Reproduce the listing below word for word, from its first line through the line that contains "[213,168,242,190]", including both of those lines.
Start of Supplied data
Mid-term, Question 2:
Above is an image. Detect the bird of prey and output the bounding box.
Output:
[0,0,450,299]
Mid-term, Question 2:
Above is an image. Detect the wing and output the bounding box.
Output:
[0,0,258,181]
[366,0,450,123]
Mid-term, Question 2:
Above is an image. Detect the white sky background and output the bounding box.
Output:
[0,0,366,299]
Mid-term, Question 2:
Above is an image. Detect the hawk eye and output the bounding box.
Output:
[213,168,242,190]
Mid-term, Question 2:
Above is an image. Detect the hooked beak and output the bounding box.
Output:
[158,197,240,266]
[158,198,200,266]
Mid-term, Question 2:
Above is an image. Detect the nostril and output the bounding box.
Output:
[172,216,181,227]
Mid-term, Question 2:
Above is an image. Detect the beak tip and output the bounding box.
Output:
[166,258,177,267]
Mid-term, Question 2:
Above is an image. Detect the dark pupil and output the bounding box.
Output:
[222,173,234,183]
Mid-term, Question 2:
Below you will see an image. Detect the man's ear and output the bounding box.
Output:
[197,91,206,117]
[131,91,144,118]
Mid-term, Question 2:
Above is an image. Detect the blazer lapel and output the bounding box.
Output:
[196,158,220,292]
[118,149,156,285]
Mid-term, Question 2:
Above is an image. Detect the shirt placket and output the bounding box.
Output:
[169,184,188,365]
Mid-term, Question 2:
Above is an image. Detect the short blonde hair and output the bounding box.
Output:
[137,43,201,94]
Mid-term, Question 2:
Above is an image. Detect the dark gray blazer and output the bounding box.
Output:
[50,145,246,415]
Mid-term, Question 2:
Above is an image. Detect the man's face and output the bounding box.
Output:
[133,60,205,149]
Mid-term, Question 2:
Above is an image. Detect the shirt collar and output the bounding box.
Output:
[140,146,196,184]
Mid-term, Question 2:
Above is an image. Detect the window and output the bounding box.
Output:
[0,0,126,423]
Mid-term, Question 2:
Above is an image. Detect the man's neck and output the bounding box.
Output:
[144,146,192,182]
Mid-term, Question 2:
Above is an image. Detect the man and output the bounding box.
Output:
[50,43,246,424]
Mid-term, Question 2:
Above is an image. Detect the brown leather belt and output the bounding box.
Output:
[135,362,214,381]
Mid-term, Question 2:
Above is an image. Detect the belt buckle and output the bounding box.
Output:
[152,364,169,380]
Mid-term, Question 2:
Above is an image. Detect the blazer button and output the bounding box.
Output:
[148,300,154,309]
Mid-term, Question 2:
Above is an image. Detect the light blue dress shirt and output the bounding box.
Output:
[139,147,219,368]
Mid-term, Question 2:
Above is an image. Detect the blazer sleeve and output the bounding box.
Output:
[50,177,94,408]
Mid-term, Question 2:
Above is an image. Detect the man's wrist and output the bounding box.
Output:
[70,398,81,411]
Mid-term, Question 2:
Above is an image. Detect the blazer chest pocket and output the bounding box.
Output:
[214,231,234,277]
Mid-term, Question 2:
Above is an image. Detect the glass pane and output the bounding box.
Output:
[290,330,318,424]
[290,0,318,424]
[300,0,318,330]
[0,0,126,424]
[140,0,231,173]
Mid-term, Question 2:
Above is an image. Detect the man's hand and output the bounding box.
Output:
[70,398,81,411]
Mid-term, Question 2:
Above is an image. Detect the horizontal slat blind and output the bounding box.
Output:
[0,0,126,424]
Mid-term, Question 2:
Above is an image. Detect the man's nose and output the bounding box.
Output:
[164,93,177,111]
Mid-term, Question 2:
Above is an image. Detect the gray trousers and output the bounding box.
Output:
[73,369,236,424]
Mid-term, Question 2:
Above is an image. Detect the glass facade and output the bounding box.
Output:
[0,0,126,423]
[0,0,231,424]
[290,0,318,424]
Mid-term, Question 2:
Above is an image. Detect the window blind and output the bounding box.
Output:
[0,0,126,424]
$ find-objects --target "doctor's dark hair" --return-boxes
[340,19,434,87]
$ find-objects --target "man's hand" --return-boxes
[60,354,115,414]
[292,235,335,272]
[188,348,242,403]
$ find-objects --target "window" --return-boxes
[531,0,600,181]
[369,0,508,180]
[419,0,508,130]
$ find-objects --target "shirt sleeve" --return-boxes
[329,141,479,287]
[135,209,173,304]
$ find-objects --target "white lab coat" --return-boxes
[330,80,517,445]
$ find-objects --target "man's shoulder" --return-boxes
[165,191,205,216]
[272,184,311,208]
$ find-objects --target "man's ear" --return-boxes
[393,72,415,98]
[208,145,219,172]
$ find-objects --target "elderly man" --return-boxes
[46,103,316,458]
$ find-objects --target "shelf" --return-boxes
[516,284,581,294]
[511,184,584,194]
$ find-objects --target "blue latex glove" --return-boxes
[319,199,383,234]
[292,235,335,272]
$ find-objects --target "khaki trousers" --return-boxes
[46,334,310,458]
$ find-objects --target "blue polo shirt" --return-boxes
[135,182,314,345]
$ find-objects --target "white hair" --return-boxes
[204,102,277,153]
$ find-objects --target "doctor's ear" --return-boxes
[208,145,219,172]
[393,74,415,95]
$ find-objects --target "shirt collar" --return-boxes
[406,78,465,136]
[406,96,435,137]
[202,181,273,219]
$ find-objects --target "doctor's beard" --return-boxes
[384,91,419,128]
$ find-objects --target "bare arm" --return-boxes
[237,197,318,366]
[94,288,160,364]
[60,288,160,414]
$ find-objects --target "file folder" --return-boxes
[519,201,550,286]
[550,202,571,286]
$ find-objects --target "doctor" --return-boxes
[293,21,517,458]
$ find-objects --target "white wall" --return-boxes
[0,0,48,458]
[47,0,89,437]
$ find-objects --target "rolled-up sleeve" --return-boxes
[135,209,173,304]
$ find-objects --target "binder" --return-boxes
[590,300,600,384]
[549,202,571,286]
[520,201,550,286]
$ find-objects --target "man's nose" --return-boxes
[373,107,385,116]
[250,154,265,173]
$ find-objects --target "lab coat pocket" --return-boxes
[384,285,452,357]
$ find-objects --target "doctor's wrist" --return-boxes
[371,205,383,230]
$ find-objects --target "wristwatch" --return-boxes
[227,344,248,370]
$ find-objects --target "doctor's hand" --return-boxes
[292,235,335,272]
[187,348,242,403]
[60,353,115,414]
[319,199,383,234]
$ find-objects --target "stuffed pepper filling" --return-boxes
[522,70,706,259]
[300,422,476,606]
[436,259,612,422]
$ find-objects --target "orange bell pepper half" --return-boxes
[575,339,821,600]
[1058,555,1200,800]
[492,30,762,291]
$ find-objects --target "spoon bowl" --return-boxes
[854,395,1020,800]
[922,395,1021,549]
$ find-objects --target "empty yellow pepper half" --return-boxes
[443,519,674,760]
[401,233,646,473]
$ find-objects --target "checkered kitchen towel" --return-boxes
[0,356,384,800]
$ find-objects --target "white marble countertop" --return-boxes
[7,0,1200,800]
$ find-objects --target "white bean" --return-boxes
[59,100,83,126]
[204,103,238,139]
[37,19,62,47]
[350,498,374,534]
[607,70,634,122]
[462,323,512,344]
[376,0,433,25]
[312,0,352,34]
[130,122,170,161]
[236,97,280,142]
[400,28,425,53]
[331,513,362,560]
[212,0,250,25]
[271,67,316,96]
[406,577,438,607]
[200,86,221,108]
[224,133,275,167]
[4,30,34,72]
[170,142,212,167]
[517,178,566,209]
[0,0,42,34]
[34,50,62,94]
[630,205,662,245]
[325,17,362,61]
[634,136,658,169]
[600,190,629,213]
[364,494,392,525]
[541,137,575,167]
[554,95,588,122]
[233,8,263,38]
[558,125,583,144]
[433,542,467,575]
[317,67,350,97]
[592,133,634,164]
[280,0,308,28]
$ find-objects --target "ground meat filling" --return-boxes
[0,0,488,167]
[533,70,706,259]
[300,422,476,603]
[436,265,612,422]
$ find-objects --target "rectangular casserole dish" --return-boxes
End of Supplied data
_Expected output_
Mid-term, Question 2:
Above is an image. Detect the bird of prey and output the bounding box.
Output:
[0,0,450,299]
Mid-term, Question 2:
Above is an image. Detect the wing and output the bounding box.
Output:
[0,0,258,181]
[366,0,450,123]
Mid-term, Question 2:
Above is an image. Detect the white sky background and output the bounding box.
Output:
[0,0,366,299]
Mid-term, Question 2:
Above is an image. Detect the hawk eye and output the bounding box.
Output:
[213,168,242,190]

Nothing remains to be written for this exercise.